Task prompt: Those lines of the following listing which contain the string "post" should be returned.

Dataset extract:
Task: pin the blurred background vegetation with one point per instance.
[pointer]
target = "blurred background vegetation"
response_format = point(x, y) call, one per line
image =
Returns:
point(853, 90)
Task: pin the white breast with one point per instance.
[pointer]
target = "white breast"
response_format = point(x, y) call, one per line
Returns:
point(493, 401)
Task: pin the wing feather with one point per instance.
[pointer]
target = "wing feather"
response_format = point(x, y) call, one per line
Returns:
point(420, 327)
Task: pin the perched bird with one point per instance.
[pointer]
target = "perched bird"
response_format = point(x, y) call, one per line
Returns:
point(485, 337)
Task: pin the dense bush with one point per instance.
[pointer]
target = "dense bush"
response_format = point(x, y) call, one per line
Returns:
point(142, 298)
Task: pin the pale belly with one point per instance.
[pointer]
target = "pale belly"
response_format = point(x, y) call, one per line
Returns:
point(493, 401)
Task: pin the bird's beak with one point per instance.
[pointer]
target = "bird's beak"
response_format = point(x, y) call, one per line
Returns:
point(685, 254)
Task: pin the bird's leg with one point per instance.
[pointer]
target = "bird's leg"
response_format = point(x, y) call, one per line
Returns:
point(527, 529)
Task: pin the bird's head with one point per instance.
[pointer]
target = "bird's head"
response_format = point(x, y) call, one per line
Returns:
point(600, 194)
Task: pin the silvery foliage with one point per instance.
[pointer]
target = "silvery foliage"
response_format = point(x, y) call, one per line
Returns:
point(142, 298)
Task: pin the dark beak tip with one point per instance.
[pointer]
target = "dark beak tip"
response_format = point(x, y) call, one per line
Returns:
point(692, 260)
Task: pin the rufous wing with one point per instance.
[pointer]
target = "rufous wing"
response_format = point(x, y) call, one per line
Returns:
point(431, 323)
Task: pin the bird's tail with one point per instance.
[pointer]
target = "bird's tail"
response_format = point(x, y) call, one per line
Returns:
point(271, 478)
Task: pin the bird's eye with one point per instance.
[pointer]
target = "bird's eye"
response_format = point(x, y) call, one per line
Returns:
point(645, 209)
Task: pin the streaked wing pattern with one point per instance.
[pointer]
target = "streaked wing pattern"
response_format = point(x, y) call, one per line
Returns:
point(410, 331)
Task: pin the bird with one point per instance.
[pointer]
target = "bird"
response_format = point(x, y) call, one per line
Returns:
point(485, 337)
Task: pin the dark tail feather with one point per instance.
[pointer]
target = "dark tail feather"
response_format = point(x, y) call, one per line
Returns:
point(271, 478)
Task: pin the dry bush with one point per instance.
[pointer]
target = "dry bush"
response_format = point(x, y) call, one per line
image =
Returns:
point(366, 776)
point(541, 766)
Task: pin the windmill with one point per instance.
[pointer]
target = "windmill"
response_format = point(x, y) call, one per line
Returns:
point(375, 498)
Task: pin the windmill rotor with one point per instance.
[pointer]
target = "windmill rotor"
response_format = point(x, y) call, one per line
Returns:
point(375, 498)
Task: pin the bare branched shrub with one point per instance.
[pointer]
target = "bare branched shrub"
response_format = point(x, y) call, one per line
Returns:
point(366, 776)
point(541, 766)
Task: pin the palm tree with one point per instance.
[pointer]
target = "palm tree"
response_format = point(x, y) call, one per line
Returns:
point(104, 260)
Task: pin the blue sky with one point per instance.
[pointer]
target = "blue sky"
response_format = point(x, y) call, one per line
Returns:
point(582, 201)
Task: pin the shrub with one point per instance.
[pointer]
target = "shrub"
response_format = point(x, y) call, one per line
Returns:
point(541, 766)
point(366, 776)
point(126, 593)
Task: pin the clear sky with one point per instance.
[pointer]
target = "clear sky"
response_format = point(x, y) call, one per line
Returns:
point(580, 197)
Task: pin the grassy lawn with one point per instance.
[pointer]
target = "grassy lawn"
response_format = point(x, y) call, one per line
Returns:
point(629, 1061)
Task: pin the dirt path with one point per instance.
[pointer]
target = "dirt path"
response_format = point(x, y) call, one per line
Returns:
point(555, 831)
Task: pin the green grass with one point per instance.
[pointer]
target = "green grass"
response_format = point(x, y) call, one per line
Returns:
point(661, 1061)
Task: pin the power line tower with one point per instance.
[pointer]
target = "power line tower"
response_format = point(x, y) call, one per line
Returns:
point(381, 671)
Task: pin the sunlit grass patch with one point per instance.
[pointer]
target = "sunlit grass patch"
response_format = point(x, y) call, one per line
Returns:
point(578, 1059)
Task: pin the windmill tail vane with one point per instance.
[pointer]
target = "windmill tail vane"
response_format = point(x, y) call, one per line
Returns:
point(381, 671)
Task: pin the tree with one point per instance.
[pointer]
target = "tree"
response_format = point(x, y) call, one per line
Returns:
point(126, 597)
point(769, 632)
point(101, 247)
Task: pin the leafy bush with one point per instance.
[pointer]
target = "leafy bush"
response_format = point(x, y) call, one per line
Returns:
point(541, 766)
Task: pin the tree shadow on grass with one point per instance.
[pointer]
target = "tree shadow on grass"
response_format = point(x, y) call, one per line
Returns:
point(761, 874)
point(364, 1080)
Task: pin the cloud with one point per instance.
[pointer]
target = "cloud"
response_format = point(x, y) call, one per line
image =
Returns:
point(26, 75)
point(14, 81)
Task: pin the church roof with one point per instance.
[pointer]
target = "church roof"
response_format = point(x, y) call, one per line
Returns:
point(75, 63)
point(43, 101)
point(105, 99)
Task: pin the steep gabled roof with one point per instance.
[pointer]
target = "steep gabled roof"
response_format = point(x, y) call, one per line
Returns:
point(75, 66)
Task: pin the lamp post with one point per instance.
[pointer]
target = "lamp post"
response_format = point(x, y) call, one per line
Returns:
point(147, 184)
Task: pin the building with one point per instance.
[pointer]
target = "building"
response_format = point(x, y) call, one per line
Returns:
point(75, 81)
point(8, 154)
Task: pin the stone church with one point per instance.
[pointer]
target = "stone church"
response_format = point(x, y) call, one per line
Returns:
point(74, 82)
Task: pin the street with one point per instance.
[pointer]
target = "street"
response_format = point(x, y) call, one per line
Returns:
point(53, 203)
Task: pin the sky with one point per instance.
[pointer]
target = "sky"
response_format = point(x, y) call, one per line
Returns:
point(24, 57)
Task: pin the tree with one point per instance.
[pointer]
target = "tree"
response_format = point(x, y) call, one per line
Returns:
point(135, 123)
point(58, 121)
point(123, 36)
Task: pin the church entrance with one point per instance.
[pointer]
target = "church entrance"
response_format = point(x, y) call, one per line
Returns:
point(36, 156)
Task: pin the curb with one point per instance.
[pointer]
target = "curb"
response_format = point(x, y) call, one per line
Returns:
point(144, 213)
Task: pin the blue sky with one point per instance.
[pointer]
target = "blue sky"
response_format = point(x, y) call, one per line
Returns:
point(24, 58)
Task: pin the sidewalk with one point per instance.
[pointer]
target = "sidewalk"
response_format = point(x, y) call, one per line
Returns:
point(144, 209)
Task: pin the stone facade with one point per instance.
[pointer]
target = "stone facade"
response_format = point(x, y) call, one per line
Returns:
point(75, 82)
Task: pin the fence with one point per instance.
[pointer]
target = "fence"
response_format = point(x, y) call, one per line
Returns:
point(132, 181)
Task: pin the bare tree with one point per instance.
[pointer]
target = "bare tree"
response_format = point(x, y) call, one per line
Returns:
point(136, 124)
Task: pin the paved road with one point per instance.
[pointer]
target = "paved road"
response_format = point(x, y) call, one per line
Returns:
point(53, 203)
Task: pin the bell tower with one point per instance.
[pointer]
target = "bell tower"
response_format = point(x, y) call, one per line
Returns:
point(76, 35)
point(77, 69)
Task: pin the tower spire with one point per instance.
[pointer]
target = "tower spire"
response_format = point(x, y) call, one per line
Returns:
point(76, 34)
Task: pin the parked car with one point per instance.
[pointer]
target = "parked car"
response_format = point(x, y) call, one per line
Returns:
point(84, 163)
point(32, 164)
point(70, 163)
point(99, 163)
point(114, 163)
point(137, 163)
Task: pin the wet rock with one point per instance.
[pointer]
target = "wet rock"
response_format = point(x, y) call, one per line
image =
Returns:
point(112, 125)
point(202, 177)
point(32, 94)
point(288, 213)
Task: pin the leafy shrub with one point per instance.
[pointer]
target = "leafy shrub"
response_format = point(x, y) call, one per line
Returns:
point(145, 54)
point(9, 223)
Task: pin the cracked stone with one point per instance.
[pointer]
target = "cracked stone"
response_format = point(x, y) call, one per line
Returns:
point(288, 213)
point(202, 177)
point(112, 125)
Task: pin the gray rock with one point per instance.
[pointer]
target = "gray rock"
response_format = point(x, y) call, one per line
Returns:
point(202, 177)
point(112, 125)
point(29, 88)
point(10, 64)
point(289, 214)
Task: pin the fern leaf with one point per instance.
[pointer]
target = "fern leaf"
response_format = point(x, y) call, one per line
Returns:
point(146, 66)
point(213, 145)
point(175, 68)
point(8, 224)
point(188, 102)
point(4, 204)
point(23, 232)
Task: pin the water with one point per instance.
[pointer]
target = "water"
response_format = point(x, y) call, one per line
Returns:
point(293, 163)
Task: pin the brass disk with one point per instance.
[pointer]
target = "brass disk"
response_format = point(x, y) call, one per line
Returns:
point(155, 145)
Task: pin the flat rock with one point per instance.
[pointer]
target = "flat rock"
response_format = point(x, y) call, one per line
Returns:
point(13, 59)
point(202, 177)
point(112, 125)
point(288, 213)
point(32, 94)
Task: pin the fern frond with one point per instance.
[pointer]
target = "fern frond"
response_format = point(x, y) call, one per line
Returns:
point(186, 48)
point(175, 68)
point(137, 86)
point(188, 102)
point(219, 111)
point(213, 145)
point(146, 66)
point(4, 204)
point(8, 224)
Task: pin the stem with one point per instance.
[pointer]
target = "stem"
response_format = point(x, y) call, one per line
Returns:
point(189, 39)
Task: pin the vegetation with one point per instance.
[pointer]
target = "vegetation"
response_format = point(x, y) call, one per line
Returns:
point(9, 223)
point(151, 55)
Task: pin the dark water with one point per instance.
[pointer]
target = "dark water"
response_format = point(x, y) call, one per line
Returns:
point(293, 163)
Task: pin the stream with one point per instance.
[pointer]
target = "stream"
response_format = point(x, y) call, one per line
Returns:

Response to the task:
Task: pin the lamp post with one point per instance.
target = "lamp post"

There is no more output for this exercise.